■ Written task
Transcribe every one of the following entries word for word, leaving out the pictures.

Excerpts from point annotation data
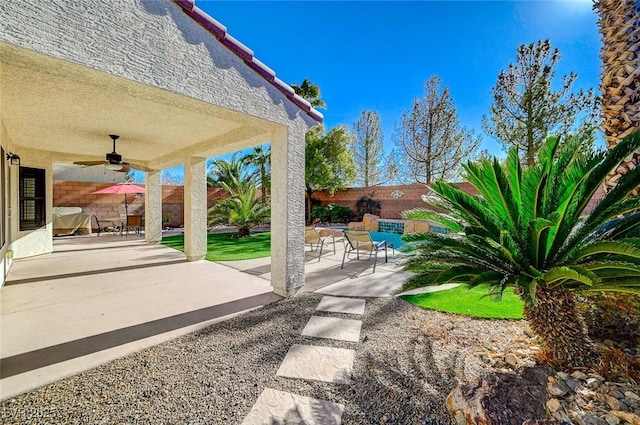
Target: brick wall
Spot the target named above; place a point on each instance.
(391, 207)
(78, 194)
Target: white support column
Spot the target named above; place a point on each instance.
(287, 212)
(153, 207)
(195, 208)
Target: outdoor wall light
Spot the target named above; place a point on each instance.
(13, 159)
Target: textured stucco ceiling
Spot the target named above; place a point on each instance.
(48, 104)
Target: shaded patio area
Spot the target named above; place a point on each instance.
(97, 299)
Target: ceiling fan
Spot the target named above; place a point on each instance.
(114, 160)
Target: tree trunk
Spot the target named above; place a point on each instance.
(308, 194)
(619, 23)
(557, 320)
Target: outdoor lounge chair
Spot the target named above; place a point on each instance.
(360, 241)
(313, 238)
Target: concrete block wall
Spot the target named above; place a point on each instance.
(78, 194)
(391, 207)
(412, 198)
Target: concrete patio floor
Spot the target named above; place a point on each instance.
(96, 299)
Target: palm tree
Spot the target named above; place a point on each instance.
(310, 92)
(242, 208)
(619, 22)
(261, 158)
(525, 231)
(223, 171)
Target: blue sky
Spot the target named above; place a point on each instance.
(377, 55)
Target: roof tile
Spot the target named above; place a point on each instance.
(246, 54)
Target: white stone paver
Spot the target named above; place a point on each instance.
(341, 305)
(278, 407)
(333, 328)
(318, 364)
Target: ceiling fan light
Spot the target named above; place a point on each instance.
(114, 167)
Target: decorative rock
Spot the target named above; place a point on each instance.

■ Solved exercise
Target: brick wall
Spot the target named above; place a point on each instance.
(391, 207)
(78, 194)
Target: white support column
Spot the target named above; place a point on each instance.
(287, 212)
(153, 207)
(195, 208)
Target: outdoor wall light
Spot the target named above; place a point on each instance.
(13, 159)
Target: textured stucco ceiling
Spot the target named above; place a point on each instance.
(48, 104)
Target: shaded patio area
Spot the target named above; place a point on each instance.
(97, 299)
Target: ceiling fan
Spot the target named above; place a point on each instance.
(114, 160)
Target: tree trunk
Spot the target named above; place a point on each instance.
(308, 194)
(619, 23)
(557, 320)
Target: outdoor lounge chair
Spot the target named above; place a point on each instance.
(360, 241)
(313, 238)
Target: concrete block wall
Spot the target named above; place a point on each instance.
(78, 194)
(391, 207)
(412, 198)
Target: concrete patio floor
Spot the target named above; place a point on each instance.
(96, 299)
Target: palm tree
Spot the target named above; place a point on each instance.
(310, 92)
(242, 208)
(619, 22)
(261, 158)
(525, 231)
(223, 171)
Target: blue sky
Spot the target named above; place a point on each instance.
(377, 55)
Target: roof tile
Spot the target named above; place a point on each instance.
(246, 54)
Target: white stone paver
Spot the target named above; place a point on each instance.
(341, 305)
(278, 407)
(333, 328)
(318, 364)
Target: ceiling fan light
Spot the target named above; place a point on each instance.
(114, 167)
Target: decorative rock
Spot the target named above; place a point on each instance.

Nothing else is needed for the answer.